• [Metin Alıntısı]
-----

Ülkücüler tarih yazıyor... Altı aydır sergiledikleri müthiş gayretle ülkücüler sadece yeni tarih yazmakla kalmıyorlar, Türk siyasî hayatına da 'demokrasi mücadelesi' adına yeni bir sayfa ekliyorlar...

Bu basit bir iktidar kavgası değil, Türk siyasî hayatında hakkını alamamış bir hareketin adalet için sıktığı bir yumruk gibi... Ne adlî dirençler, ne uydurma haberler, ne kasaba mahkemelerinden medet uman anlayış, ne yalan ve hakaretler, ne 'merkez sağ' dedikoduları bu yürüyüşü durdurabildi...

Partiler içinde en totaliter gibi itham edilen bir yapının içindeki kararlı insanlar ayaklarını her geçen gün yere daha sert, daha kararlı ve daha cesaretle vura vura yürüdüler ve bir fark meydana getirdiler... Delegelerini hizaya dizen, ayağa kaldıran, kanunun verdiği yetkileri acımasızca kullanan partiler dünyasına "İşte demokratik mücadele böyle olur" dersi vererek istisna oluşturdular...

Bu, şahsiyetli insanların hem kendilerine, hem partilerine, hem de ülkelerine sahip çıkma mücadelesiydi... 'Asla aralanmaz' zannedilen kapılara omuzlar dayandı, sinmiş yüreklere inanç aşılandı, halktaki ümit yorgun bedenlere yeniden 'mücadele ruhu' üfledi... Sağdan sola bütün siyasî yelpazede 'demokratik' geçinen hiçbir yapıda görülmemiş bir kararlılık ortaya konuldu ve eşikler birer birer aşıldı...

***

Hafta sonu Karadeniz'deydik... Yağmurmuş, mesai günüymüş, seçim yokmuş, kimin umurunda? Daha önce "Bu artık bir halk hareketidir" dediğimiz yürüyüşe büyük kitlelerin eşlik ettiğine bir kere daha şahitlik ettik...

Hadi itiraf edelim... Orada 'merkez sağ'dan insanları da gördük... Hatta 'merkez sol'dan olanları da... Ülkenin 'tek adam rejimi'ne doğru sürüklenmesine isyan eden ve ümitlerini ülkücülere bağlayan kitleleri yani... Ülkede seçim atmosferi yokken, insanların MHP ve oradaki değişime bağladıkları son ümitleri yüklenip, o sığılmayan salonlara ve meydanlara akışlarına şahit olduk...

Ordu'da ülkücülerin ağabeyi, yaşı artık 80'i aşmış, kalp rahatsızlığına rağmen İbrahim Maden vardı... 'İdeolojik teminat'sa en öndeydi... Ya Fatsa'da, miting meydanını çeviren balkonlarda insanların salkım saçak olduğu Fatsa'da...

-----

• [Görevleriniz]
A - Ülkücüler hakkındaki yazının "Bu basit bir" sözlerinden başlayıp "bu yürüyüşü durdurabildi..." sözleri de dahil olmak üzere bu sözlere kadar uzanan bölümünü hiçbir değişiklik yapmadan geri verin.
B - Ülkücüler hakkındaki yazıya göre Ordu'da, yaşı 80'i aşmış olmasına ve kalp rahatsızlığına rağmen bulunan kişi kimdir?

-----

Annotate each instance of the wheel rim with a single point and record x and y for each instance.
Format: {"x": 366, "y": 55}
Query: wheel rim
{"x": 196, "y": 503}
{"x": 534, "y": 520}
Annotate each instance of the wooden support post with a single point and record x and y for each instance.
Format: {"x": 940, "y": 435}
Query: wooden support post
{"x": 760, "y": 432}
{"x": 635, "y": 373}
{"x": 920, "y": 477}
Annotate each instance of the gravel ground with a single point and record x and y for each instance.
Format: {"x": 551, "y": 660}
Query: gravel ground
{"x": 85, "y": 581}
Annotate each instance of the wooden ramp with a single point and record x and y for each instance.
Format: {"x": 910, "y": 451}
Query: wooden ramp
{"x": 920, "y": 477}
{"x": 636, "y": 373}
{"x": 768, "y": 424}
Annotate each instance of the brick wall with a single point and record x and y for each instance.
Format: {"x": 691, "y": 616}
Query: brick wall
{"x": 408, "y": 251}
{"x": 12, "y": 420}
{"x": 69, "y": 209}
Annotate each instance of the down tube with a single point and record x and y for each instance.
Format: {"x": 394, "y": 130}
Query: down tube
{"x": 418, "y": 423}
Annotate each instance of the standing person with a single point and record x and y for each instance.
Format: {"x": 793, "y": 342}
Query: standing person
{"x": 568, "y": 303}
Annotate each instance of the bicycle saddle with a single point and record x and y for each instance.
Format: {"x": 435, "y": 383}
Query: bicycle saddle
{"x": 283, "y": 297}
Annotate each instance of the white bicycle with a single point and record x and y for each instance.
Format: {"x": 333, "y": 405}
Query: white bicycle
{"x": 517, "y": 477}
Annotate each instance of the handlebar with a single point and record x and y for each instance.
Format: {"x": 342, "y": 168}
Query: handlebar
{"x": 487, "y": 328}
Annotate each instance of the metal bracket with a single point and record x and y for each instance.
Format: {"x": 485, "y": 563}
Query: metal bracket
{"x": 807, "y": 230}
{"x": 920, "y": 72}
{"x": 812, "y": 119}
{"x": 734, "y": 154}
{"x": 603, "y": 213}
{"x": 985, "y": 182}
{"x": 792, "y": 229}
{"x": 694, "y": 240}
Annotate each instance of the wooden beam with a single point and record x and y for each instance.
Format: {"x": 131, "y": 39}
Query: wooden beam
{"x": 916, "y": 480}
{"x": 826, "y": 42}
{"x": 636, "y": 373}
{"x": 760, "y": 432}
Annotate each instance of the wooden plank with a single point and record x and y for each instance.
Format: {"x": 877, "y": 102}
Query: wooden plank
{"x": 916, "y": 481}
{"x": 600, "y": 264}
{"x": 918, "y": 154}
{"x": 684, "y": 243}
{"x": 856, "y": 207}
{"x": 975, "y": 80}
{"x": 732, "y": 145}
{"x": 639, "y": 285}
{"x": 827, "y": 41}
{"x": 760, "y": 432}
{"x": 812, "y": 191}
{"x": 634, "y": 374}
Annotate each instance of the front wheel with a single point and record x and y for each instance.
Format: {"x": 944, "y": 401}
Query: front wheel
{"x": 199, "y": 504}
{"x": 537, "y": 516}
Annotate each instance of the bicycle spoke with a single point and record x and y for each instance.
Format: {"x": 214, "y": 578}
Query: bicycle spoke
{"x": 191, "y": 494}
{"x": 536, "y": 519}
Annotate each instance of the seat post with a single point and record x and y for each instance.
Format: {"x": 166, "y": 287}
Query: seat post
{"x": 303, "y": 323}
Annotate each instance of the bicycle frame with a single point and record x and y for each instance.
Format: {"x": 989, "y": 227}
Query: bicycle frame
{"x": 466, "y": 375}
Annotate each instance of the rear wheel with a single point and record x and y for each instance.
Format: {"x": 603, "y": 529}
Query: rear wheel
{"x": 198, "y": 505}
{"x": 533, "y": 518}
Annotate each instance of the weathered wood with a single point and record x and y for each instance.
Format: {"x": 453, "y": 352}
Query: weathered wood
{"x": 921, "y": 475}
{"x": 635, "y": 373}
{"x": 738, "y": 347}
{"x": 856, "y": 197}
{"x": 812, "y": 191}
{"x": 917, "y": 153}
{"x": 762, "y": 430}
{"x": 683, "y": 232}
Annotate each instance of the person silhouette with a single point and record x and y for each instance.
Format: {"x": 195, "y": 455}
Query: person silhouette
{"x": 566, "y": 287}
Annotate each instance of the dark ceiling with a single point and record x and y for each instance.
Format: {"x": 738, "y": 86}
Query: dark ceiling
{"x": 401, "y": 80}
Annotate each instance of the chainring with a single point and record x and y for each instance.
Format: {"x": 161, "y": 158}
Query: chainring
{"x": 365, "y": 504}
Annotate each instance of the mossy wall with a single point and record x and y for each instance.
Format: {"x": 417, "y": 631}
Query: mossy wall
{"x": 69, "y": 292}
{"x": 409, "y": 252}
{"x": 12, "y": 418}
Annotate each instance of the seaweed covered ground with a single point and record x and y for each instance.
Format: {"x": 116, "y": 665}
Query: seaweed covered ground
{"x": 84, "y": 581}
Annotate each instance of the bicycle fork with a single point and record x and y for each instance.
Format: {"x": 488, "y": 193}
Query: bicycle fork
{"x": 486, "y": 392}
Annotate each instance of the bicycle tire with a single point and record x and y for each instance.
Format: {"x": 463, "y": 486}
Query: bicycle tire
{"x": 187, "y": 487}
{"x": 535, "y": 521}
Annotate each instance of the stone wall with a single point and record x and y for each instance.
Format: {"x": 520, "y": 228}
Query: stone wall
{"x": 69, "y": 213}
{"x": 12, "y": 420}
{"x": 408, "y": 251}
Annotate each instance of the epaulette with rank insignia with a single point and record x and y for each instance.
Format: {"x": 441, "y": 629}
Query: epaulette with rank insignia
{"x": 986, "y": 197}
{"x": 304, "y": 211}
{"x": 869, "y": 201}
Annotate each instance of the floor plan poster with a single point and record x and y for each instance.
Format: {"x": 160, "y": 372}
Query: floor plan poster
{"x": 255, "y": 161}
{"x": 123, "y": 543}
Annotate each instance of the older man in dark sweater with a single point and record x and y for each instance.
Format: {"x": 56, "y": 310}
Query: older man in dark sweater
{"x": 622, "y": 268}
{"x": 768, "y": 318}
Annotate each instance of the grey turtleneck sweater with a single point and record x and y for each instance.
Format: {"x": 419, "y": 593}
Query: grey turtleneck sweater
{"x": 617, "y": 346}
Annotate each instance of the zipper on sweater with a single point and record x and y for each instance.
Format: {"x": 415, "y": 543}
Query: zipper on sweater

-----

• [Çözümler]
A -
Bu basit bir iktidar kavgası değil, Türk siyasî hayatında hakkını alamamış bir hareketin adalet için sıktığı bir yumruk gibi... Ne adlî dirençler, ne uydurma haberler, ne kasaba mahkemelerinden medet uman anlayış, ne yalan ve hakaretler, ne 'merkez sağ' dedikoduları bu yürüyüşü durdurabildi...

B - İbrahim Maden